> PROVIDED PASSAGE
^^^^
Big brothers and metal

My sister is 17, so we have a large age gap. We have lived apart from each other all our lives. Whenever I see her, something’s different – she’s taller, has glasses, has contacts, and so on. Hoping to influence her tastes, I’ve given her various albums over the years. Some have been hits (Ken Burns’ jazz box set, Stolen Babies); some have not (Pink Floyd, Northern State).

Apocalyptica – Angel of Death

Recently she visited me. I was delighted to discover that she liked the Cynic and Dead Can Dance CD’s I gave her. Since I last saw her, she had started liking some metal – Metallica, Slayer, Iron Maiden. I asked her what Maiden she liked. “‘Alexander the Great,’” she said. “And some other song.” Her knowledge of Metallica, too, was only several songs deep. It turned out that she did not own or listen to albums. Instead, she downloaded random songs from P2P networks.

I was horrified. She did not know what the cover to Somewhere in Time looked like. I marched her over to a computer to rectify this. She seemed unimpressed. “There’s a lot going on,” she said. Kids these days! I asked her what Slayer she liked. “‘Angel of Death,’” she said. Good! But she didn’t know what the song was about, because she had heard the Apocalyptica cover first. Bad! (Actually, the cover is shredding. Headbanging to cellos sans drums is in fact possible.)
^^^^
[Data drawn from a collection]
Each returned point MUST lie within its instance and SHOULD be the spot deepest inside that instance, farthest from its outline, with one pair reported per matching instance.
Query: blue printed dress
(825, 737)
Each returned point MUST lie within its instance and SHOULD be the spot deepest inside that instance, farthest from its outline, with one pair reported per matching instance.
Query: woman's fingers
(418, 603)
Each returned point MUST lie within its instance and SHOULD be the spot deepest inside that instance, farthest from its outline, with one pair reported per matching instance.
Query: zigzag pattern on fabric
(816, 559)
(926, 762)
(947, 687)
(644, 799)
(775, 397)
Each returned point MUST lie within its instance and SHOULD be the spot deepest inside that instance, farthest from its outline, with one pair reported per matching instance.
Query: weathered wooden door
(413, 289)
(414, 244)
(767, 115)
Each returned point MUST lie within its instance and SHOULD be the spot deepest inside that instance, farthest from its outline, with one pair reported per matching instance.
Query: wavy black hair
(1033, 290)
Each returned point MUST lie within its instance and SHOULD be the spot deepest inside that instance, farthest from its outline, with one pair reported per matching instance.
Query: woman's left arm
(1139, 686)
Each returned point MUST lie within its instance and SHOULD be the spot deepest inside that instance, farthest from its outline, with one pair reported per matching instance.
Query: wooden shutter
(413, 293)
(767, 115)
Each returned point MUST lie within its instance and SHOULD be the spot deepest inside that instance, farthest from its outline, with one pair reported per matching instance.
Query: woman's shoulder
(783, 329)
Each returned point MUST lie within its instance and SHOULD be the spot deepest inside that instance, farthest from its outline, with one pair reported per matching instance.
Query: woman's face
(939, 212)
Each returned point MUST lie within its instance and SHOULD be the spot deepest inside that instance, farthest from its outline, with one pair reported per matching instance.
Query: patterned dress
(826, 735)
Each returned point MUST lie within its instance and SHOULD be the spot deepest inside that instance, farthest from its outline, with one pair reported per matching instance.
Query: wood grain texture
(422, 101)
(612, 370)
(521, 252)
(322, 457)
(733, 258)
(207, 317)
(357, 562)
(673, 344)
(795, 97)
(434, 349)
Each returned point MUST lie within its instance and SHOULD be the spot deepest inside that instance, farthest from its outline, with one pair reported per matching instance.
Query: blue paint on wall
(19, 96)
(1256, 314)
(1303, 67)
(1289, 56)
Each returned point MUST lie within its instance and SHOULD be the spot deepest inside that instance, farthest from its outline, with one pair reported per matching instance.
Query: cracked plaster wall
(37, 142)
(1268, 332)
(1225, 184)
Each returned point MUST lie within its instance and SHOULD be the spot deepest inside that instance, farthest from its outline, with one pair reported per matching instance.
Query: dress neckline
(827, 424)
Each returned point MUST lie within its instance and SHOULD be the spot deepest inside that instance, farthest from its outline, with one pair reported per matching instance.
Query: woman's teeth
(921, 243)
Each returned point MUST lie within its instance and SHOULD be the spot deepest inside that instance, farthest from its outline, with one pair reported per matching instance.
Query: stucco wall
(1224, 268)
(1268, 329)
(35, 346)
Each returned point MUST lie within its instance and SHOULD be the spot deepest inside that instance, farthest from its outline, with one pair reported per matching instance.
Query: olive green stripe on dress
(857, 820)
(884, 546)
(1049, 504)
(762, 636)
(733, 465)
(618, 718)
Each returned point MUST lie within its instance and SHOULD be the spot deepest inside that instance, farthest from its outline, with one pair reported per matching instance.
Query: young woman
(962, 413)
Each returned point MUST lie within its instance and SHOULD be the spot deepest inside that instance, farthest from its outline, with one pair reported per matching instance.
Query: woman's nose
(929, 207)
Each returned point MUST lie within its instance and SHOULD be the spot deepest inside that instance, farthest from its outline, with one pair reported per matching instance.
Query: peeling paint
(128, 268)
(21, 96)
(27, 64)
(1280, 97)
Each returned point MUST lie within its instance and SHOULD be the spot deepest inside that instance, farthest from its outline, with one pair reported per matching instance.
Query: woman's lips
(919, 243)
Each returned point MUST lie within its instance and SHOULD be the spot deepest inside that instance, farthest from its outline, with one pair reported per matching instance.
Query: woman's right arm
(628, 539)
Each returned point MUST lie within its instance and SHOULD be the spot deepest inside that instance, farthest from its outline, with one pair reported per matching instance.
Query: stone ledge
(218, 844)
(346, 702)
^^^^
> ASSIGNED TASK 1
In the passage about the sister and metal music, how did the sister obtain the songs she listened to?
> ASSIGNED TASK 2
From the passage about the sister and metal music, set down the text from "My sister is" up to and including "Floyd, Northern State).".
Rely only on the passage about the sister and metal music when completing this work.

> SOLUTION 1
She downloaded random songs from P2P networks.

> SOLUTION 2
My sister is 17, so we have a large age gap. We have lived apart from each other all our lives. Whenever I see her, something’s different – she’s taller, has glasses, has contacts, and so on. Hoping to influence her tastes, I’ve given her various albums over the years. Some have been hits (Ken Burns’ jazz box set, Stolen Babies); some have not (Pink Floyd, Northern State).